* _DESCRIPTION OF THE TASK_:
Transcribe only the lines in the data below falling between the line with "Phrase -- person in black shirt" and the line with "Phrase -- yellow flower", including those two lines, and leave out any picture.

* _SUPPLIED ENTRIES_:
[Start of Attachment]

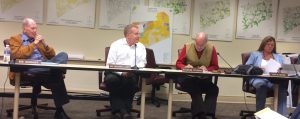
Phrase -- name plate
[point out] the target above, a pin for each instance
(278, 74)
(28, 61)
(192, 70)
(118, 66)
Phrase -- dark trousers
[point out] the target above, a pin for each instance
(121, 90)
(196, 86)
(52, 79)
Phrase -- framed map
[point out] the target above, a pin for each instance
(215, 18)
(156, 30)
(256, 19)
(79, 13)
(13, 10)
(115, 14)
(289, 21)
(181, 13)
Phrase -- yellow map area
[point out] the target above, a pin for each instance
(156, 31)
(64, 6)
(7, 4)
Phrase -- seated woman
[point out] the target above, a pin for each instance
(266, 53)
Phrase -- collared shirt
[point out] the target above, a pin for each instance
(122, 54)
(36, 55)
(180, 63)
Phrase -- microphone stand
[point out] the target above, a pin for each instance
(228, 71)
(135, 67)
(295, 70)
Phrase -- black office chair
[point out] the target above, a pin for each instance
(248, 88)
(188, 110)
(28, 80)
(155, 80)
(295, 83)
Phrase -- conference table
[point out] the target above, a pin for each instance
(168, 73)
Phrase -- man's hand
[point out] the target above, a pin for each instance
(188, 66)
(203, 68)
(39, 38)
(124, 74)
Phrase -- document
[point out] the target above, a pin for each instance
(272, 66)
(267, 113)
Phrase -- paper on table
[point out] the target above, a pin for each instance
(272, 66)
(267, 113)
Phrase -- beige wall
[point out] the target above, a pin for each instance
(91, 43)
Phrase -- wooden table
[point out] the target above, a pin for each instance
(167, 72)
(74, 67)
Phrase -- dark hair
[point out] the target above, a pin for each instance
(264, 43)
(127, 28)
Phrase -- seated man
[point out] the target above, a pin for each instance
(30, 45)
(202, 55)
(123, 85)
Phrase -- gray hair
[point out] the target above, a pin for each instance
(27, 21)
(127, 29)
(205, 37)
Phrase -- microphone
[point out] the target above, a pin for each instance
(295, 70)
(135, 67)
(228, 71)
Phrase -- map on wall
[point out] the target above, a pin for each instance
(13, 10)
(289, 21)
(256, 19)
(156, 30)
(181, 13)
(215, 18)
(79, 13)
(115, 14)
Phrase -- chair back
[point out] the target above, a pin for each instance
(246, 86)
(245, 57)
(295, 60)
(5, 42)
(151, 63)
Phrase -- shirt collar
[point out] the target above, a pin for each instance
(124, 42)
(25, 37)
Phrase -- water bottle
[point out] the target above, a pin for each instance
(6, 55)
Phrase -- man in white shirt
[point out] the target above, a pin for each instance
(123, 85)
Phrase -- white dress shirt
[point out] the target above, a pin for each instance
(122, 54)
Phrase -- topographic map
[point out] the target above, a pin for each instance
(13, 10)
(181, 13)
(7, 4)
(115, 14)
(289, 21)
(79, 13)
(215, 17)
(64, 6)
(156, 30)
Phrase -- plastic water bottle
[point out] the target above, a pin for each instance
(6, 55)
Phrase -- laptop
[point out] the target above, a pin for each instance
(291, 69)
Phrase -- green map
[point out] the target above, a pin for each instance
(7, 4)
(64, 6)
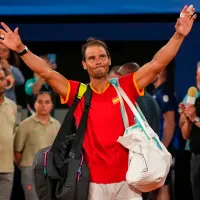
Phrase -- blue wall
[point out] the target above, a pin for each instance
(58, 7)
(185, 61)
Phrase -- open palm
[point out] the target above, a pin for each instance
(185, 22)
(9, 38)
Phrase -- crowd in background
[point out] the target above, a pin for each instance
(176, 128)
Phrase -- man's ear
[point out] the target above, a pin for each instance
(84, 65)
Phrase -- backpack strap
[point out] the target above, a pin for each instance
(66, 127)
(78, 141)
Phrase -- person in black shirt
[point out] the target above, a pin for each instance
(190, 126)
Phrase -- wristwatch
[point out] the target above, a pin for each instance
(196, 119)
(24, 51)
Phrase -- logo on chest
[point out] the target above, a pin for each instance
(115, 100)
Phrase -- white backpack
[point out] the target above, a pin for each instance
(149, 160)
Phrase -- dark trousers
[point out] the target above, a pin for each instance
(195, 176)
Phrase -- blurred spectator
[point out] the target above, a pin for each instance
(113, 73)
(8, 112)
(170, 133)
(7, 61)
(190, 127)
(34, 133)
(147, 104)
(36, 84)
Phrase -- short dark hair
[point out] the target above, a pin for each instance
(2, 70)
(94, 42)
(41, 93)
(114, 69)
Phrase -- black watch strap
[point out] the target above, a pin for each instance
(24, 51)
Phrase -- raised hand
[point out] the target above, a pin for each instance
(186, 20)
(11, 39)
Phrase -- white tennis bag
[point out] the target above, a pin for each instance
(149, 160)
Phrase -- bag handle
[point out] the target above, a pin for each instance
(123, 110)
(137, 115)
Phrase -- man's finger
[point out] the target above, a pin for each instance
(16, 31)
(194, 17)
(184, 9)
(6, 27)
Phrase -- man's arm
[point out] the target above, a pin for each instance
(13, 41)
(146, 74)
(169, 127)
(18, 158)
(58, 82)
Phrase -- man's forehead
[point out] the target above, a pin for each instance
(43, 97)
(95, 50)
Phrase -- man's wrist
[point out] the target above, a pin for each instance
(178, 36)
(20, 48)
(196, 120)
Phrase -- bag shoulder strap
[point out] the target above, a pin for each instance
(134, 110)
(78, 141)
(68, 120)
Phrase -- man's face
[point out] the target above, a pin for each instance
(4, 52)
(3, 83)
(43, 104)
(198, 78)
(96, 61)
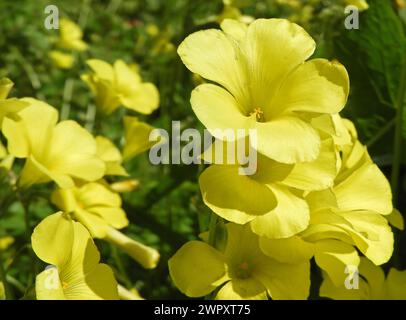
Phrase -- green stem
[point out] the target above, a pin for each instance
(120, 267)
(213, 229)
(3, 279)
(397, 154)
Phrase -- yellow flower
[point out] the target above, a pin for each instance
(120, 85)
(137, 137)
(269, 199)
(70, 36)
(62, 60)
(60, 152)
(241, 270)
(9, 107)
(109, 153)
(99, 209)
(360, 4)
(264, 83)
(5, 242)
(74, 272)
(371, 286)
(346, 217)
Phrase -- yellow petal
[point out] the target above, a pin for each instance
(52, 239)
(290, 216)
(194, 258)
(242, 289)
(288, 140)
(291, 250)
(235, 197)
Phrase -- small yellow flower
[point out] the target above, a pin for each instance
(99, 209)
(372, 285)
(62, 60)
(70, 36)
(74, 272)
(263, 67)
(120, 85)
(59, 152)
(241, 270)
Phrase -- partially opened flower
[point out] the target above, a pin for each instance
(59, 152)
(265, 84)
(70, 36)
(112, 157)
(120, 85)
(270, 200)
(344, 218)
(241, 271)
(137, 137)
(99, 209)
(11, 106)
(74, 272)
(372, 285)
(61, 60)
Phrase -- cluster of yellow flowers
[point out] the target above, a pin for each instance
(316, 193)
(66, 153)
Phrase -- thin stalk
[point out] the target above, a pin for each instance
(3, 279)
(213, 229)
(397, 154)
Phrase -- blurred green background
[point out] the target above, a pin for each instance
(164, 209)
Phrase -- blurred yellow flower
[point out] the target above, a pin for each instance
(371, 286)
(120, 85)
(70, 36)
(109, 153)
(61, 60)
(60, 152)
(241, 270)
(74, 272)
(264, 82)
(99, 209)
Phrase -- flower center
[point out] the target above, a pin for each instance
(259, 114)
(243, 270)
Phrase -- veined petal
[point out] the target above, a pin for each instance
(290, 216)
(285, 281)
(290, 250)
(197, 258)
(143, 99)
(366, 189)
(288, 140)
(242, 289)
(217, 109)
(318, 86)
(52, 239)
(315, 175)
(235, 197)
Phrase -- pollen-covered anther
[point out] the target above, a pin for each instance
(259, 114)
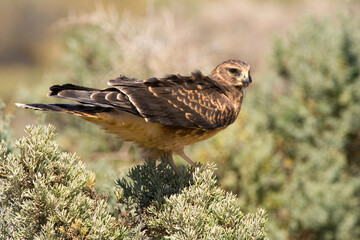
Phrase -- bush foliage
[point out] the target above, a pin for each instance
(296, 149)
(48, 194)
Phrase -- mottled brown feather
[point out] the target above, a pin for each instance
(161, 115)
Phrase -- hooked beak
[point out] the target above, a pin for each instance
(246, 81)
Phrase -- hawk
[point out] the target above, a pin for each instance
(160, 115)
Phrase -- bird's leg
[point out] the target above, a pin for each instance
(172, 164)
(186, 158)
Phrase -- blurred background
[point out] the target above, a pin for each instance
(295, 148)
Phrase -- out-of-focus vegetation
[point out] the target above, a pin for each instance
(48, 194)
(294, 150)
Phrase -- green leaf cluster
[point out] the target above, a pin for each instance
(48, 194)
(296, 149)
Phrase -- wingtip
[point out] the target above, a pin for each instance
(20, 105)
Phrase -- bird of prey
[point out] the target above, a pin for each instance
(160, 115)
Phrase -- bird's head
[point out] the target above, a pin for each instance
(234, 72)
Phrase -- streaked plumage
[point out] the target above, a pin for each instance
(161, 115)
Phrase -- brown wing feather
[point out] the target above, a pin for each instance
(107, 98)
(193, 102)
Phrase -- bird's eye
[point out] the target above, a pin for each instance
(234, 71)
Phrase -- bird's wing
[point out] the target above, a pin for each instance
(193, 102)
(106, 98)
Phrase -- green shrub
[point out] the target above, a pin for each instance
(295, 150)
(48, 194)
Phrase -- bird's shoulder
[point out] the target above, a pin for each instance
(194, 101)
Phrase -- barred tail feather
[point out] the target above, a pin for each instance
(76, 109)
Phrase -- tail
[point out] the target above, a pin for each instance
(81, 110)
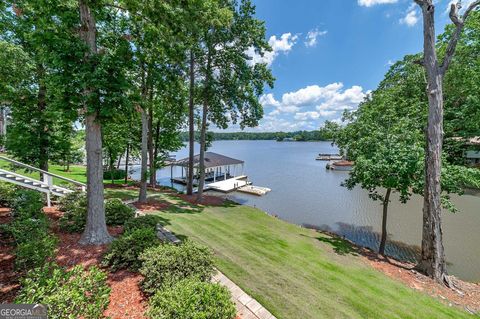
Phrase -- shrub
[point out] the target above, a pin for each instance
(116, 212)
(192, 299)
(124, 252)
(34, 253)
(74, 206)
(72, 200)
(146, 221)
(7, 195)
(115, 174)
(166, 264)
(28, 204)
(25, 230)
(68, 294)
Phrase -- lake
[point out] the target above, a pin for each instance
(305, 193)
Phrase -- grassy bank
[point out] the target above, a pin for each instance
(75, 172)
(296, 272)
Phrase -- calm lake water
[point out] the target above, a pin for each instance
(305, 193)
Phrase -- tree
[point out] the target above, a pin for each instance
(27, 86)
(230, 84)
(387, 149)
(432, 261)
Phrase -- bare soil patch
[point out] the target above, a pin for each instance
(151, 205)
(207, 200)
(465, 295)
(8, 277)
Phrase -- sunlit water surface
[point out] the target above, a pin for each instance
(305, 193)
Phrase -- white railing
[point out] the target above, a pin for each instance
(47, 176)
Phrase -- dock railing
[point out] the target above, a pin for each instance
(47, 176)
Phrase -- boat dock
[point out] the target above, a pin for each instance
(328, 157)
(220, 174)
(254, 190)
(228, 185)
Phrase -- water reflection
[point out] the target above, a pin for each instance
(304, 192)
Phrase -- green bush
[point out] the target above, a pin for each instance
(72, 200)
(115, 174)
(28, 204)
(124, 252)
(145, 221)
(166, 264)
(116, 212)
(192, 299)
(34, 253)
(25, 230)
(74, 207)
(7, 194)
(68, 294)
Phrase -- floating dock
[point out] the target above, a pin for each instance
(228, 185)
(328, 157)
(254, 190)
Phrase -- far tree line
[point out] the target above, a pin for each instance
(136, 75)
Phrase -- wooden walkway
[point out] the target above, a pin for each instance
(229, 184)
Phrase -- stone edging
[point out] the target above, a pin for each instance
(247, 307)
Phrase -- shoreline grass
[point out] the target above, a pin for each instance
(294, 272)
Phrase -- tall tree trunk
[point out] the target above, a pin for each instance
(127, 155)
(151, 154)
(383, 240)
(203, 131)
(95, 232)
(157, 138)
(43, 130)
(119, 162)
(142, 197)
(432, 261)
(191, 126)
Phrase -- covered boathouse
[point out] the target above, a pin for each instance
(217, 168)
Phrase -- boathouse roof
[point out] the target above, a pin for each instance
(211, 160)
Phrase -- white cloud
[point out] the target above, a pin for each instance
(284, 44)
(326, 100)
(369, 3)
(465, 4)
(303, 116)
(311, 94)
(411, 18)
(311, 38)
(268, 100)
(346, 100)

[End of Attachment]

* _WRITTEN SOLUTION_:
Phrase -- person in black shirt
[point out] the target above, a pin for each instance
(190, 126)
Phrase -- wristwatch
[point out] the target above, a pin for each instance
(196, 119)
(24, 51)
Phrase -- logo on chest
[point out] the target above, a pin for each instance
(115, 100)
Phrase -- white backpack
[point out] the target above, a pin for each instance
(149, 160)
Phrase -- dark trousers
[point out] the target above, a pin for each instance
(195, 176)
Phrase -- blurred spectator
[point out] the target above, a pin for each instance
(113, 73)
(8, 112)
(170, 133)
(7, 61)
(190, 127)
(34, 133)
(147, 104)
(36, 84)
Phrase -- short dark hair
[point out] the target above, a pin for each instance
(2, 70)
(94, 42)
(41, 93)
(114, 69)
Phrase -- black watch strap
[point out] the target above, a pin for each instance
(24, 51)
Phrase -- raised hand
[point out] the target above, a pin for each instance
(186, 20)
(11, 39)
Phrase -- white tennis bag
[point out] the target above, a pin for each instance
(149, 160)
Phrase -- bag handle
[point out] the target above, a pin for each instance
(123, 110)
(137, 115)
Phrase -- man's finger
[point out] the target above, a pin for each instance
(16, 31)
(194, 17)
(184, 9)
(6, 27)
Phrase -- man's arm
[point out] the target above, a pin for each instance
(13, 41)
(146, 74)
(169, 127)
(18, 158)
(58, 82)
Phrase -- man's forehead
[point out] the target above, a pin for each instance
(43, 97)
(95, 50)
Phrase -- man's wrist
[point out] the target above, a pin for each instance
(178, 36)
(20, 48)
(196, 120)
Phrase -- bag shoulder strap
[point out] the target above, a pin for each instance
(134, 110)
(78, 141)
(68, 120)
Phrase -- man's face
[point out] the target above, a pin for each instance
(4, 52)
(3, 83)
(43, 104)
(198, 78)
(96, 61)
Phrase -- green stem
[point out] the target above, a pin for each instance
(120, 267)
(213, 229)
(3, 279)
(397, 154)
Phrase -- yellow flower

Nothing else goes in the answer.